> _EXCERTO DO TEXTO_:

□ □ □ □ □

Antigamente, também se fabricava a chamada água de colónia, mas como os novos métodos de exploração dos países do 3º mundo, a sua denominação mais correcta será água das ex-colónias.

Ah! e a água benta, que é a água da chuba, quando batida pelo bento.

  • in Pão com Manteiga, Rádio Comercial, 20-09-1981

Antigamente também havia super-heróis

Os super-heróis não são uma criação recente, como se poderia supor. Já na Antiguidade, muitos homens e mulheres se distinguiram pelos seus feitos, merecendo o epíteto de heróis. No entanto, se tivessem vivido no século 20 e vendessem as suas histórias a uma qualquer empresa de banda desenhada, certamente que seriam tão super-heróis como o homem aranha ou o super-homem.

Façamos uma rápida recapitulação dos grandes super-heróis de antigamente, sem preocupações cronológicas.

Todos se recordam de Spartakus que, com uma fisga de ir aos passarinhos furou o olho do gigante Adamastor num combate que se tornou célebre em todo o Egipto. Ou Alexandre o Grande que, à frente de um exército montado em elefantes, atravessou os Himalaias, derrotando os Persas em Ormuz, sem lugar para dúvidas nem lugar para mortos, que foram aos milhares. Todos se recordam também do pequeno David, possuidor de uma farta cabeleira que, graças à sua força bruta, impediu que o Circo de Roma se desmoronasse durante o terramoto de 1755. Foi também nessa data que Joana D’ Arc se tornou famosa ao transformar o pão que levava aos pobrezinhos esfomeados, em rosas perfumadas, ao ser interpelada por Lord Nelson que acabava de chegar da batalha de Aljubarrota, na qual, à frente de um pequeno exército, derrotara as hordas dos temíveis Hunos, que pretendiam conquistar o Peloponeso.

Foi a histórica batalha de La Lys, em que também se distinguiu Guilherme Tell que, com um único tiro de pistola, acertou em cheio na maçã de Adão de Gengis Khan, pondo fim ao reinado de terror daquele impiedoso imperador jugoslavo.

Não menos famosa foi Deuladeu Martins, uma super-heroína lusa que, munida de uma pá de padeiro, esmagou o crânio do gigante Golias – essa fera hedionda, possuidor de um único olho, situado a meia distância.

Citemos ainda Bufalo Bill, espadachim exímio que, num duelo nunca visto, porque era noite, e estava escuro, derrotou Napoleão na grande batalha de Trafalgar, quando os ingleses, fartos e cansados da Guerra dos Cem Anos procuravam, a todo o custo, submeter os povos das Antilhas britânicas.

Outro grande nome foi, sem dúvida, Nabocudonosor, mas esse não foi herói.

□ □ □ □ □

> _INSTRUÇÕES DAS TAREFAS_:
**a)** No excerto sobre os super-heróis de antigamente, com que objeto Deuladeu Martins esmagou o crânio do gigante Golias?
**b)** Reproduza do excerto sobre os super-heróis de antigamente o trecho que começa em "Citemos ainda Bufalo" e termina em "das Antilhas britânicas.".
**c)** Retome o excerto sobre os super-heróis de antigamente a partir do ponto em que ele termina.
Para resolver estas tarefas, as linhas não são necessárias.

□ □ □ □ □

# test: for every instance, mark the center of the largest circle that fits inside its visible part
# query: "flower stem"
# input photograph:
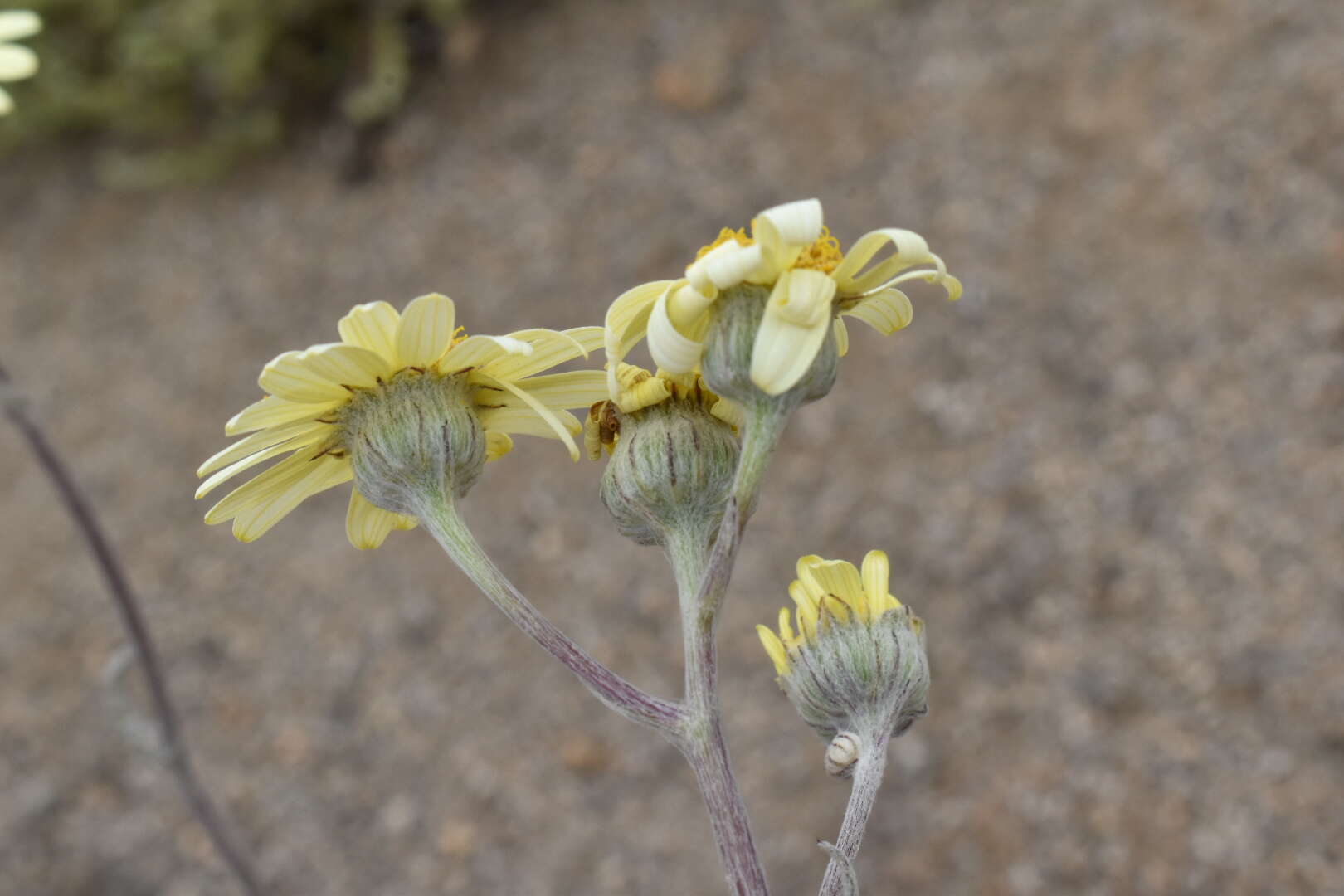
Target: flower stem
(863, 794)
(702, 735)
(760, 437)
(441, 519)
(178, 755)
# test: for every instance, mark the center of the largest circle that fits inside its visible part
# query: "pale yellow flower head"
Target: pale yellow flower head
(17, 62)
(309, 391)
(828, 592)
(812, 281)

□ □ □ □ □

> _RESULTADOS DO EXERCÍCIO_:
**a)** Com uma pá de padeiro.

**b)**
Citemos ainda Bufalo Bill, espadachim exímio que, num duelo nunca visto, porque era noite, e estava escuro, derrotou Napoleão na grande batalha de Trafalgar, quando os ingleses, fartos e cansados da Guerra dos Cem Anos procuravam, a todo o custo, submeter os povos das Antilhas britânicas.

**c)**
Herói foi, no entanto, Robin dos Bosques, cavaleiro da Transilvânia que, durante a noite, se transformava num insaciável vampiro, conhecido pelo nome de Conde de Sabrosa, que aterrorizava toda a região limítrofe do seu castelo. Ou esse outro herói, o dr. Frankenstein que, graças a um produto químico que ele próprio fabricava no seu laboratório secreto, se transformava em dr. Jeckyl. Os americanos lembram-se bem dele e da sua actuação decisiva para a independência dos Estados Unidos,

 E o grande Ulisses que, na batalha de Trancoso, preferiu ser decepado a deixar a bandeira nacional nas mãos dos austro-húngaros, acabando por morrer com a bandeira nos dentes.

E os nomes dos super-heróis de antigamente poderiam seguir-se. Seria uma lista interminável.

El Cid, o campeador, herói britânico, que preferiu juntar-se aos povos árabes e lutar pela sua independência, nas ardentes areias do deserto paquistanês.

Robinson Crusoe que, com um golpe de espada trespassou a enorme baleia Moby Dick.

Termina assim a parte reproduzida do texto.